GOAL OF THE EXERCISE -> Please show each line of the data below that contains the word "building", copying the lines unchanged. Case matters when you match the word.

───── DATA RECORDS

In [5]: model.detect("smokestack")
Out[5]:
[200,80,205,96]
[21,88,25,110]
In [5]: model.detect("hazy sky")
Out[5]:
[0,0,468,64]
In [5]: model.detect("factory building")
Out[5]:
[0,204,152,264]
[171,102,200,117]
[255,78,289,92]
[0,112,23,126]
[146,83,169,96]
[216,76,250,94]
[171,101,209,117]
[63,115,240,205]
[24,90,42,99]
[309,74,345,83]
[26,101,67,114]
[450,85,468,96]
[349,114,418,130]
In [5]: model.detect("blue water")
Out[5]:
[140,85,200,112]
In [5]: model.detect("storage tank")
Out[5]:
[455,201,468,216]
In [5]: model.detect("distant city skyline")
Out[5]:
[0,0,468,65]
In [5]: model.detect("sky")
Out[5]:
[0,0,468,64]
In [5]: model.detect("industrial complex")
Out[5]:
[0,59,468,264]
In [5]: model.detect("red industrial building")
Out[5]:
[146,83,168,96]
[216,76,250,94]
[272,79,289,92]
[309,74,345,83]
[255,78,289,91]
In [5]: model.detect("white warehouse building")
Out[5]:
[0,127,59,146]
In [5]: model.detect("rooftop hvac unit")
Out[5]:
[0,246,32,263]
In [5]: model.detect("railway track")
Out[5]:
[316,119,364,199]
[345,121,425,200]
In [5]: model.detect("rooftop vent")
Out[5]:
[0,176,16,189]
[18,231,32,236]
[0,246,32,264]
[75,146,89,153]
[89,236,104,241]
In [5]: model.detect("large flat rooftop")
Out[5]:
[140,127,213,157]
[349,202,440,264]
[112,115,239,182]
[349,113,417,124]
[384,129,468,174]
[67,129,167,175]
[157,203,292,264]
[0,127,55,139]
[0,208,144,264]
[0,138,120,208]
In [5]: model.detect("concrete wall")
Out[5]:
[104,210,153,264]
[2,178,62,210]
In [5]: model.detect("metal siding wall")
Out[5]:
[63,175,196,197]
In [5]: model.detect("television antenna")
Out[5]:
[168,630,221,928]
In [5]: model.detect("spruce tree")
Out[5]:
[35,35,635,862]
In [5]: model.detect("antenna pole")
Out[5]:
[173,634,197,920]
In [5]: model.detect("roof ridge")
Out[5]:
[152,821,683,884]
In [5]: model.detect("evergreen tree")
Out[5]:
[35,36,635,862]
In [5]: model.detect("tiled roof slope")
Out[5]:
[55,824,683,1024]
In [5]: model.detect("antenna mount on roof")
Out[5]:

──────────

RESULT OF THIS TASK ->
In [5]: model.detect("factory building")
In [5]: model.detect("red industrial building")
In [5]: model.detect("white warehouse building")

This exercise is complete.